__MATERIAL PROVIDED__.
+++

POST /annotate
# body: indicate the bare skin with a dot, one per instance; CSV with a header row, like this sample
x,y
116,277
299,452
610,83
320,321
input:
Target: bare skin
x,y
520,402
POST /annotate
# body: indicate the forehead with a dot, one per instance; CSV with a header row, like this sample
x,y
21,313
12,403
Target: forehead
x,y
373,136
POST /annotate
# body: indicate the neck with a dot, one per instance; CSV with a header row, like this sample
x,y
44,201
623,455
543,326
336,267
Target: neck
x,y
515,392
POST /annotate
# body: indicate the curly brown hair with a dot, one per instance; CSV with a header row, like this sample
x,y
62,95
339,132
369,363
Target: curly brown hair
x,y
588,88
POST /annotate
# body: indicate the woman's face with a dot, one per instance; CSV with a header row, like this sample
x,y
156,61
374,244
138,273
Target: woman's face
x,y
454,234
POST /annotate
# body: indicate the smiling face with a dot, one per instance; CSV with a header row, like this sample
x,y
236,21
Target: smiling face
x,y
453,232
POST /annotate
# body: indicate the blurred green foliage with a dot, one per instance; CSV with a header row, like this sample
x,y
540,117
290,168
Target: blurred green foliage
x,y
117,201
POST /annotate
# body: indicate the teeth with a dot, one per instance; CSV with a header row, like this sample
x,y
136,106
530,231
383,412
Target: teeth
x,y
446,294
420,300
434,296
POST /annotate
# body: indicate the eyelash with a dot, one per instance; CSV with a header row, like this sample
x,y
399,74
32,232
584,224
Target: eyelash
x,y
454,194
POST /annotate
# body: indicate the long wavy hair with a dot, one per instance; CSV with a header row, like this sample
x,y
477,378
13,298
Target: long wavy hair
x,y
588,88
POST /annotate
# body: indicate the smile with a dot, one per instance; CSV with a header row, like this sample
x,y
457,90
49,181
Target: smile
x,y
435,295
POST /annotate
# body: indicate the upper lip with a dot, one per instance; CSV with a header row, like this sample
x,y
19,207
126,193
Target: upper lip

+++

__WHAT NEEDS TO BE DONE__. Return the whole listing exactly, with every line included.

__RESULT OF THE TASK__.
POST /annotate
# body: indicate the bare skin with a dot, one per instance; CSV with a header row, like this sample
x,y
116,277
299,452
610,83
320,321
input:
Target: bare skin
x,y
520,402
POST /annotate
# body: indicate the forehead with a dot, one per instance; CSV with a header row, like this sample
x,y
21,313
12,403
Target: forehead
x,y
373,136
POST /annotate
# body: indicate the neck with a dot, one per instance; CSV with a header row, like this sample
x,y
44,201
623,455
543,326
336,267
Target: neck
x,y
515,392
POST /annotate
# body: indicate the curly brown hair with a dot, one per instance; CSV with a header row, like this sample
x,y
62,95
339,132
369,363
Target: curly brown hair
x,y
588,88
POST /annotate
# body: indicate the woman's face with a dot, one per instance; CSV with a header row, like this sample
x,y
156,61
374,244
138,273
Target: woman's face
x,y
454,234
POST /annotate
# body: indicate the smiling face with a dot, one per instance; CSV with a header row, like this sample
x,y
236,21
Target: smiling face
x,y
453,232
POST /annotate
# body: indicate the blurred green foliage with a dot, one per instance; CSV with a header row, like this sample
x,y
540,117
290,168
Target: blurred green foliage
x,y
117,201
POST /annotate
# body: indicate the teeth with a dot, one per instance; CSV with a header row, like this sample
x,y
136,106
530,231
383,412
Target: teeth
x,y
446,294
420,300
434,296
POST /annotate
# body: indicate the eyelash with a dot, one per instance; CSV with a header row, like this sample
x,y
399,74
32,232
584,224
Target: eyelash
x,y
454,194
POST /annotate
# body: indicate the long wavy hair with a dot, one per instance; CSV with a header row, like this sample
x,y
477,378
13,298
Target: long wavy hair
x,y
588,88
POST /annotate
# body: indicate the smile with a dot, one per instance; CSV with a header row, like this sample
x,y
457,90
49,181
Target: smile
x,y
435,295
POST /annotate
# body: indicate the upper lip with a dot, one per instance; CSV with a header row, like this sample
x,y
19,207
126,193
Target: upper lip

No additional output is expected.